▶ [Required work]: Could you repeat the data word for word while skipping the pictures?

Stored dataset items

↓

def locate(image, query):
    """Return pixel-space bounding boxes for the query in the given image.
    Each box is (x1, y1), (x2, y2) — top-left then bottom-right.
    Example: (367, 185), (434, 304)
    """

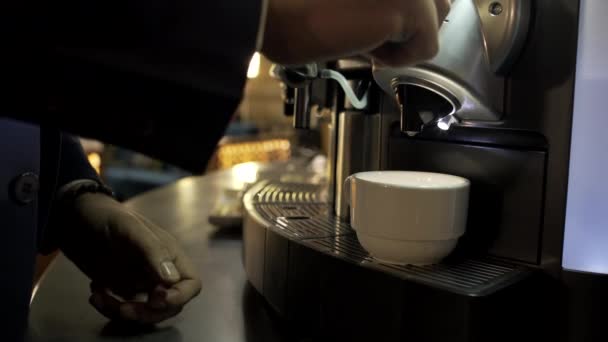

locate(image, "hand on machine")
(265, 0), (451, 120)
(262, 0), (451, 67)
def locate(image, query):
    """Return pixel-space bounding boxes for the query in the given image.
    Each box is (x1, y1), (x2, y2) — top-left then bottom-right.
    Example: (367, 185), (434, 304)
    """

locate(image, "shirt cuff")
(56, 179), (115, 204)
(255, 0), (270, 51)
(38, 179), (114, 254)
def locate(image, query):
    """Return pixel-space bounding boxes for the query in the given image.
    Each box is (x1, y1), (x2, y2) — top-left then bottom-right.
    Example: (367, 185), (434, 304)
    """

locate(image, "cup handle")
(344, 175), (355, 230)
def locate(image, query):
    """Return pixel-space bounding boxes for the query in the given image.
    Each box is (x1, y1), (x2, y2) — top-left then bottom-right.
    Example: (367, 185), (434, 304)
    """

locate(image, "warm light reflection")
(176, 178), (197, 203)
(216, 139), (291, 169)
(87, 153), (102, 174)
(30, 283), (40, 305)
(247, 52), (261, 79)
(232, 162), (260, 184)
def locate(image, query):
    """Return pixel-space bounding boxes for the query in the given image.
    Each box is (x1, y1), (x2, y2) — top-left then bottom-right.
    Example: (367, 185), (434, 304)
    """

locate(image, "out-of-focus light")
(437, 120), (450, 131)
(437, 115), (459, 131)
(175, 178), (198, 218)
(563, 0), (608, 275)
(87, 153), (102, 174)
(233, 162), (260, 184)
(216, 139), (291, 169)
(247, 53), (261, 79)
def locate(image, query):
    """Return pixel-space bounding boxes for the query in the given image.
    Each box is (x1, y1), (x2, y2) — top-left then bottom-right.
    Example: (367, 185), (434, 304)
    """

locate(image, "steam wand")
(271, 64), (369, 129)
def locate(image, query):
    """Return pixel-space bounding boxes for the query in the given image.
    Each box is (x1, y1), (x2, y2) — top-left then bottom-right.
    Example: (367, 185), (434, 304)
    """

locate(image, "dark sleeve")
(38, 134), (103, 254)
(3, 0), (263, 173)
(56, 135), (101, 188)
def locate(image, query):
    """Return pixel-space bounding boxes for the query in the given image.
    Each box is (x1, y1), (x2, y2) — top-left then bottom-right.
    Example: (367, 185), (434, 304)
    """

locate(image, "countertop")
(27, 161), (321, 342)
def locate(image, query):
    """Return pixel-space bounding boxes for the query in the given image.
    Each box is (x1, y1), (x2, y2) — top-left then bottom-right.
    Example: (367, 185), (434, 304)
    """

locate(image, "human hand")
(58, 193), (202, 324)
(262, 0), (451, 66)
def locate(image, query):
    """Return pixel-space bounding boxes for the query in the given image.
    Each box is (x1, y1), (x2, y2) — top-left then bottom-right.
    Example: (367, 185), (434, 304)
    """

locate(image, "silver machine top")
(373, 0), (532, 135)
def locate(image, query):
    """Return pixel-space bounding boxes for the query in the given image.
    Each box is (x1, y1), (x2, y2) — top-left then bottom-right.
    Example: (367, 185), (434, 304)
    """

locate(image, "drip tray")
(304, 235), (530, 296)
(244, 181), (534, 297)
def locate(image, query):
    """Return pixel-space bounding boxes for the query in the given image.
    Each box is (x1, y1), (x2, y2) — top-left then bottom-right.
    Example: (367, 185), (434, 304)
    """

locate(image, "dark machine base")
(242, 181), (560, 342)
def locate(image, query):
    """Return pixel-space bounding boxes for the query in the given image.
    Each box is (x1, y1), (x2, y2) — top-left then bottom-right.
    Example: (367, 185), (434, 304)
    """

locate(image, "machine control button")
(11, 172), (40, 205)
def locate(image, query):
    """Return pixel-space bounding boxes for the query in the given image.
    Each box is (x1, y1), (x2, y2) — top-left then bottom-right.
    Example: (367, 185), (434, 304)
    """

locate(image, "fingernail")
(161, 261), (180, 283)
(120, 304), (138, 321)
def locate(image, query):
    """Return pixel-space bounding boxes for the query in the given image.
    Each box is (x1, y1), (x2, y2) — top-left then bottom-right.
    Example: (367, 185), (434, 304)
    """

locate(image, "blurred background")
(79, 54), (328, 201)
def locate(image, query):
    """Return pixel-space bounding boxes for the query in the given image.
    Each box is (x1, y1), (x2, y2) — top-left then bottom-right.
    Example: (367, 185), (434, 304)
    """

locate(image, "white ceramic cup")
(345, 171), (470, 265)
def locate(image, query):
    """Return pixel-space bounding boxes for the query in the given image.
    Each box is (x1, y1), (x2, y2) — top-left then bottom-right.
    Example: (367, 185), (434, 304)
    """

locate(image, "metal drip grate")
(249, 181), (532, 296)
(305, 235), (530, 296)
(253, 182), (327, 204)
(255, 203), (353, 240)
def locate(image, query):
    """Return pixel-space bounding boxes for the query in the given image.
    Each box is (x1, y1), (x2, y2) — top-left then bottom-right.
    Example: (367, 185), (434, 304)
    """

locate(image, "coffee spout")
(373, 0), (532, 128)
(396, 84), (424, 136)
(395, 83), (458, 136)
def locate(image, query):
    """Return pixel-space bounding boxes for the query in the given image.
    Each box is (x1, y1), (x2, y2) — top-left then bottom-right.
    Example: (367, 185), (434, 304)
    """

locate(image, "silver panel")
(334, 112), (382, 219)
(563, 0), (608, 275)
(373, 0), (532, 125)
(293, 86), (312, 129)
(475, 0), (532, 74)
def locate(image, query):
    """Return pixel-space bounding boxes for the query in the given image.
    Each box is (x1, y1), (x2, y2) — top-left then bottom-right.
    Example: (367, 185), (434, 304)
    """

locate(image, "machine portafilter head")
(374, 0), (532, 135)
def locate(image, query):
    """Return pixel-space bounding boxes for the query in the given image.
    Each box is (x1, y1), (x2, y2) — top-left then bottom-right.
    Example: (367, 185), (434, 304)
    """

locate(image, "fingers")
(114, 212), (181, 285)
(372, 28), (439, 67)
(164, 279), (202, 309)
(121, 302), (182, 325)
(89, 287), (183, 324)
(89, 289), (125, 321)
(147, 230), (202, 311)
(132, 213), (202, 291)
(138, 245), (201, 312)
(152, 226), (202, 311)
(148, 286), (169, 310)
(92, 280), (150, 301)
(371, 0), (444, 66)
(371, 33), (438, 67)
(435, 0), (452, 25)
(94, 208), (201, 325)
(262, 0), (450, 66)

↑

▶ [Response]:
def locate(image, query):
    """Return pixel-space bounding boxes for the query in the given image.
    Each box is (x1, y1), (x2, y2) — top-left then bottom-right.
    Example: (367, 185), (434, 304)
    """


locate(image, "hand on machine")
(265, 0), (451, 120)
(262, 0), (451, 67)
def locate(image, query):
    """Return pixel-space bounding boxes for the query in the given image.
    Each box is (x1, y1), (x2, y2) — top-left then bottom-right.
    Example: (367, 185), (434, 304)
    """

locate(image, "shirt cuff")
(56, 179), (115, 204)
(255, 0), (270, 51)
(38, 179), (114, 254)
def locate(image, query):
    """Return pixel-space bounding boxes for the query in the given image.
    Each box is (x1, y1), (x2, y2) — top-left then bottom-right.
    Example: (367, 185), (434, 304)
    """

locate(image, "cup handle")
(344, 175), (355, 230)
def locate(image, query):
    """Return pixel-space bounding boxes for the query in the given image.
    Each box is (x1, y1), (x2, y2) — top-left then bottom-right.
    Example: (367, 185), (434, 304)
    """

locate(image, "warm light reflection")
(176, 178), (197, 203)
(216, 139), (291, 169)
(87, 153), (102, 174)
(30, 283), (40, 305)
(247, 52), (261, 79)
(232, 162), (260, 184)
def locate(image, query):
    """Return pixel-space bounding boxes for the query in the given image.
    Each box is (x1, y1), (x2, y2) — top-left then bottom-right.
    Example: (367, 185), (434, 304)
    """

locate(image, "out-of-focus light")
(437, 120), (450, 131)
(437, 115), (459, 131)
(175, 178), (198, 218)
(563, 0), (608, 275)
(87, 153), (102, 174)
(233, 162), (260, 184)
(216, 139), (291, 169)
(247, 53), (261, 79)
def locate(image, query):
    """Return pixel-space bounding boxes for the query in the given image.
    Each box is (x1, y1), (x2, y2) — top-left then bottom-right.
    Example: (367, 185), (434, 304)
    """

locate(image, "steam wand")
(271, 64), (369, 129)
def locate(image, query):
    """Return pixel-space bounding boxes for the query in the given image.
    Each box is (x1, y1), (x2, y2) — top-left then bottom-right.
    Example: (367, 185), (434, 304)
    """

locate(image, "dark sleeve")
(38, 134), (103, 254)
(3, 0), (263, 173)
(56, 135), (101, 188)
def locate(image, query):
    """Return pixel-space bounding boxes for the query in the given image.
    Each box is (x1, y1), (x2, y2) — top-left then bottom-right.
    Example: (367, 185), (434, 304)
    """

locate(image, "countertop")
(27, 161), (321, 342)
def locate(image, query):
    """Return pixel-space bounding boxes for the query in the given image.
    Each box is (x1, y1), (x2, y2) — top-left then bottom-right.
    Example: (367, 185), (434, 304)
    """

locate(image, "human hand")
(58, 193), (202, 324)
(262, 0), (451, 66)
def locate(image, query):
    """Return pixel-space bounding boxes for the query in the given image.
    Each box is (x1, y1), (x2, y2) — top-left then bottom-right.
    Example: (367, 185), (434, 304)
    """

locate(image, "silver machine top")
(373, 0), (532, 135)
def locate(image, query):
    """Return pixel-space bounding boxes for the query in the given image.
    Each box is (x1, y1), (x2, y2) — top-left then bottom-right.
    Example: (367, 185), (434, 304)
    """

locate(image, "drip tray")
(304, 235), (530, 296)
(244, 181), (534, 297)
def locate(image, query):
    """Return pixel-space bounding boxes for the query in the given image.
    Each box is (x1, y1), (x2, y2) — top-left then bottom-right.
    Example: (367, 185), (434, 304)
    """

locate(image, "dark machine base")
(242, 181), (560, 342)
def locate(image, query):
    """Return pixel-space bounding boxes for the query in the given image.
    Each box is (x1, y1), (x2, y2) — top-left then bottom-right.
    Example: (367, 185), (434, 304)
    """

locate(image, "machine control button")
(11, 172), (40, 205)
def locate(image, query):
    """Return pixel-space bounding boxes for the query in the given image.
    Each box is (x1, y1), (x2, y2) — top-left then bottom-right.
    Example: (367, 185), (434, 304)
    """

locate(image, "fingernail")
(161, 261), (180, 283)
(120, 304), (138, 321)
def locate(image, query):
    """Return pixel-space bounding boxes for the query in the given image.
    Each box is (x1, y1), (x2, y2) — top-left then bottom-right.
    Example: (367, 185), (434, 304)
    """

locate(image, "blurred background")
(79, 54), (328, 201)
def locate(image, query):
    """Return pixel-space bounding boxes for the query in the given image.
    Each box is (x1, y1), (x2, y2) — top-left then bottom-right.
    Example: (367, 185), (434, 304)
    """

locate(image, "white ceramic cup")
(345, 171), (470, 265)
def locate(image, query):
    """Return pixel-space bounding boxes for the query in the given image.
    Each box is (x1, y1), (x2, y2) — top-left then bottom-right.
    Example: (367, 185), (434, 304)
    """

locate(image, "metal drip grate")
(249, 181), (532, 296)
(305, 235), (530, 296)
(253, 182), (327, 204)
(255, 203), (353, 240)
def locate(image, query):
    """Return pixel-space bounding boxes for the query in the given image.
    Each box is (x1, y1), (x2, y2) — top-left then bottom-right.
    Example: (367, 185), (434, 304)
    """

locate(image, "coffee spout")
(373, 0), (532, 128)
(396, 84), (424, 136)
(395, 83), (458, 136)
def locate(image, query):
    """Return pixel-space bounding boxes for the query in the given image.
    Each box is (x1, y1), (x2, y2) — top-left then bottom-right.
    Example: (367, 185), (434, 304)
    """

locate(image, "silver panel")
(334, 112), (382, 219)
(563, 0), (608, 275)
(373, 0), (532, 125)
(293, 86), (312, 129)
(475, 0), (532, 74)
def locate(image, query):
    """Return pixel-space bounding boxes for the query in the given image.
    Each box is (x1, y1), (x2, y2) — top-left then bottom-right.
    Example: (367, 185), (434, 304)
    """

locate(image, "machine portafilter head")
(374, 0), (532, 135)
def locate(image, query):
    """Return pixel-space bounding boxes for the query in the given image.
    Each box is (x1, y1), (x2, y2) — top-left then bottom-right.
    Example: (367, 185), (434, 304)
    """

locate(image, "fingers")
(114, 212), (181, 285)
(372, 28), (439, 67)
(164, 279), (202, 309)
(121, 302), (182, 325)
(89, 287), (183, 324)
(89, 289), (125, 321)
(147, 230), (202, 311)
(132, 213), (202, 291)
(138, 245), (201, 312)
(152, 226), (202, 311)
(148, 286), (169, 310)
(92, 280), (150, 301)
(371, 0), (444, 66)
(371, 33), (438, 67)
(435, 0), (452, 25)
(94, 208), (201, 325)
(262, 0), (450, 66)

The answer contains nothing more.